▸ Set task:
Please present the records below as a numbered list, leaving out any blank lines.

Dataset items:

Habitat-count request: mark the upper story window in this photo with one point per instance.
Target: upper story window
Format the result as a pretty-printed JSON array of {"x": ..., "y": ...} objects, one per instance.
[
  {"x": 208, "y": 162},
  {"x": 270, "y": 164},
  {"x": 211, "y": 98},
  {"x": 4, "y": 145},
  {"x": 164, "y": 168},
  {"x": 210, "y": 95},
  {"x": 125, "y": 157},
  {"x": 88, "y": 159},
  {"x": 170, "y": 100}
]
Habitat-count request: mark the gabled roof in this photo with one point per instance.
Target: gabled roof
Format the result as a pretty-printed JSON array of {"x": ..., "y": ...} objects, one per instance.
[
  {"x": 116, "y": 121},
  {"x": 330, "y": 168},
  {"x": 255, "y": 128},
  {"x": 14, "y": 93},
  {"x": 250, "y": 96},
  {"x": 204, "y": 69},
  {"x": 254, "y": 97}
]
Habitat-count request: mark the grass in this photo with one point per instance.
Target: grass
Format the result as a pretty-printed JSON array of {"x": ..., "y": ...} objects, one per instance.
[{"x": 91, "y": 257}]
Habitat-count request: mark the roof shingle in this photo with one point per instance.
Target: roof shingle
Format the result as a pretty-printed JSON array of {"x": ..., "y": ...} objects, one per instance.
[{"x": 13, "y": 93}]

▸ Solution:
1. Habitat-count request: mark the upper story window in this photo with one point per instance.
2. Target: upper story window
3. Format the result as a pretty-printed JSON array of {"x": ..., "y": ...} objects, one per instance.
4. [
5.   {"x": 208, "y": 162},
6.   {"x": 270, "y": 164},
7.   {"x": 211, "y": 98},
8.   {"x": 4, "y": 145},
9.   {"x": 164, "y": 168},
10.   {"x": 210, "y": 95},
11.   {"x": 125, "y": 157},
12.   {"x": 88, "y": 159},
13.   {"x": 170, "y": 100}
14. ]
15. Habitat-count request: mark the gabled roof in this photo with one point per instance.
16. Target: gabled roof
17. Format the result as a pretty-printed JSON array of {"x": ..., "y": ...} objects, one per instance.
18. [
19.   {"x": 116, "y": 121},
20.   {"x": 330, "y": 168},
21.   {"x": 255, "y": 128},
22.   {"x": 14, "y": 93},
23.   {"x": 250, "y": 96},
24.   {"x": 204, "y": 69},
25.   {"x": 254, "y": 97}
26. ]
27. Habitat-count request: mark the grass in this photo with one point per instance.
28. Target: grass
29. Format the result as a pretty-printed JSON array of {"x": ..., "y": ...} objects, one per instance.
30. [{"x": 91, "y": 257}]
31. Habitat-count request: mark the roof shingle in this photo with one point per instance.
32. Target: roof shingle
33. Format the result as a pretty-printed JSON array of {"x": ..., "y": ...} objects, one per instance.
34. [{"x": 13, "y": 93}]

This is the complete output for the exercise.